Reading text:

#LDSConf – 2 Nephi 9 (tsedeq Poem)

CLICK HERE to read 2 Nephi 9.

This chapter closes out Jacob’s famous “covenant speech” (verse 1).  He tells the Nephites that the reason he gave the speech is so that everyone will know that the Lord established these covenants from the beginning, always teaching the people through prophets.  He says that if we make and keep covenants, and heed the words of the prophets, we will make it home again – home being our return to the presence of our Heavenly Father.  This is the Plan of Happiness.

He says that he wanted to teach these things to the people because he knows the people have searched and searched for truth, and that people want to know what will happen in the end times.  We know that our bodies will die, but they will also be resurrected because the Savior has given the gift of immortality to all and “in our bodies we shall see God” (verse 4).  So this has been the plan all along: that to fulfill the merciful plan of the great Creator, there must needs be a power of resurrection, and the resurrection must needs come unto man by reason of the fall; and the fall came by reason of transgression; and because man became fallen they were cut off from the presence of the Lord” (verse 6).

So because of the transgression in the Garden of Eden, we all fell… and that falling is away from His presence.  We are separated from Him.

To be reunited with Him again, we need His “infinite atonement” (verse 7), the at-one-ment, to make us at-one with Him again.

Part of the atonement is the gift of immortality to all.  Jacob points out that if there were no resurrection, and our bodies just wasted away to nothing, then our spirits would be left abandoned, and we would be no different than the spirits who fell with Lucifer and never obtained bodies.

It goes back to Isaiah 14:12-15 and Revelation 12:7-9, where we learn that Lucifer, or Satan, was literally a spirit son of God, he was at one time “an angel” in authority in the presence of God; however, he rebelled in the premortal life, at which time he persuaded a third of the spirit children of the Father to rebel with him, in opposition to the plan of salvation championed by Jehovah (Jesus Christ). “Thus came the devil and his angels” (D&C 29:37). They were cast out of heaven, and were denied the experience of mortal bodies and earth life (Isa. 14:12–15; Rev. 14:4–9; 2 Ne. 2:17; 9:8; D&C 29:36–38; 76:25–26; 93:25; Moses 4:1–4; Abr. 3:27–28). (Bible Dictionary).

In contrast, the other 2/3rds of the Spirits – the ones who were not cast out – that was us.

This was the War in Heaven.

Heavenly Father had a plan for us all to come to earth, and develop real love for Him by choosing to love Him.  This ability to choose is called agency.  But because we would not be able to do this perfectly, we needed the atonement.  We needed someone to pay the price, and it was our eldest brother – Jehovah (Christ) – who volunteered.

But His volunteering was not just to pay that price, but to do it Heavenly Father’s way, for Heavenly Father’s glory.

Excerpted data:
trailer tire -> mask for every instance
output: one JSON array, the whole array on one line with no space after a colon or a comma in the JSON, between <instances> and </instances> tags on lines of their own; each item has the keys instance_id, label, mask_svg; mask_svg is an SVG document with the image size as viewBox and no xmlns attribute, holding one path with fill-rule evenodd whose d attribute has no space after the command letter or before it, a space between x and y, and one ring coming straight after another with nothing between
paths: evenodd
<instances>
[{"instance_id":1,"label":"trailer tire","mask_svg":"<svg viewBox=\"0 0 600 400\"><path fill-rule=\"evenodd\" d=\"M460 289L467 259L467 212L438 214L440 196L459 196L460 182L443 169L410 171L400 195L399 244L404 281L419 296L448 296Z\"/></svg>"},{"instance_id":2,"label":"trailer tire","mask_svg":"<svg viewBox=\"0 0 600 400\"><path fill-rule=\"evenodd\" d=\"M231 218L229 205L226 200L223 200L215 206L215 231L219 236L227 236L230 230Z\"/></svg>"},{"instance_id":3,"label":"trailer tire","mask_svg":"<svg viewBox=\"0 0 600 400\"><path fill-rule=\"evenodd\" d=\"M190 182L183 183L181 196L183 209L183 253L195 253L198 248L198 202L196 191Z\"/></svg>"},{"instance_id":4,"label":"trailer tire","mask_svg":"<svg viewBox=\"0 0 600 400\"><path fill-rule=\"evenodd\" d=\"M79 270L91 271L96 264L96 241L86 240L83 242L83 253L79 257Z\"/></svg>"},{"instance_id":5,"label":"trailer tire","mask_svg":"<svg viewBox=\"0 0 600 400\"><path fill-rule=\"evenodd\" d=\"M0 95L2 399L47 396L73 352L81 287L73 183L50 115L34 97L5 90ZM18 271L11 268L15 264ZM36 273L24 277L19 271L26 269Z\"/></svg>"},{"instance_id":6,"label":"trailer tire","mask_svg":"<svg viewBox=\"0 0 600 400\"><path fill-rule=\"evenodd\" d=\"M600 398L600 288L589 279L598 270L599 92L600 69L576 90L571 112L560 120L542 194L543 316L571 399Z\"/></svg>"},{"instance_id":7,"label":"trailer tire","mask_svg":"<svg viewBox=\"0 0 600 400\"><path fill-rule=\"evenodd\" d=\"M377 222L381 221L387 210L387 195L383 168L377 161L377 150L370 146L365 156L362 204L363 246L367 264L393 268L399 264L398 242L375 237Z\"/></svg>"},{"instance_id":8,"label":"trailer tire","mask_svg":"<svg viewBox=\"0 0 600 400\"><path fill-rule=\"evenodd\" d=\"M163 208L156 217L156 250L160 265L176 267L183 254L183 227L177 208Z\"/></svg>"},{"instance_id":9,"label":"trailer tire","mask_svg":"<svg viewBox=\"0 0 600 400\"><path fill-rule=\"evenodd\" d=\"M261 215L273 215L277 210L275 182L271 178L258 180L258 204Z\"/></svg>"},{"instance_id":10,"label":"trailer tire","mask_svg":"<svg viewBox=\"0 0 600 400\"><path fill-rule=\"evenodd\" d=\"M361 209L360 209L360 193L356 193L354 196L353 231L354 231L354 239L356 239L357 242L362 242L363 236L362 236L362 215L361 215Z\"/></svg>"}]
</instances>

Written tasks:
A. In the commentary on 2 Nephi 9, list each verse number cited in the form "verse" followed by a number.
B. Carry the commentary on 2 Nephi 9 forward, picking up after its final sentence.

Exercise answers:
A. 1, 4, 6, 7

B.
Lucifer, on the other hand, wanted to force everyone to love Heavenly Father, and then keep the glory for himself since everyone would make it back.  This was not Heavenly Father’s way.

So we fought to defend Jehovah’s way, and Lucifer was kicked out.

Part of those consequences was that Lucifer – and those that followed him – was that they did not get to come to Earth to be born in bodies and to “gain earthly experience” (Family Proclamation) because they had already rejected Heavenly Father’s plan and Jehovah’s offering to be the sacrifice for us.  Because they rejected the sacrifice, they did not get the opportunity to live on earth and get bodies.  This means they missed out on our preparation for coming to earth, including the assigning of the “bounds of time and place”, the premortal covenants, and the ordinances that established those covenants.  They missed out on all the training that prepared us to come to earth to receive our bodies and learn to make good choices.

So, back to Jacob’s speech, if there was no resurrection, then after our bodies decayed then our spirits would be as body-less as Lucifer and his spirits.

A resurrection of our bodies, and the reuniting of our bodies and spirits into one being, has always been a part of the plan.

Our whole being must be perfected – made whole, completed – to re-enter the presence of our Heavenly Father.

Without the resurrection, we would be trapped away from Him!

“O how great the good of our God, who prepareth a way for our escape from the grasp of this awful monster; yea, that monster, death and hell, which I call the death of the body, and also the death of the spirit” (verse 10).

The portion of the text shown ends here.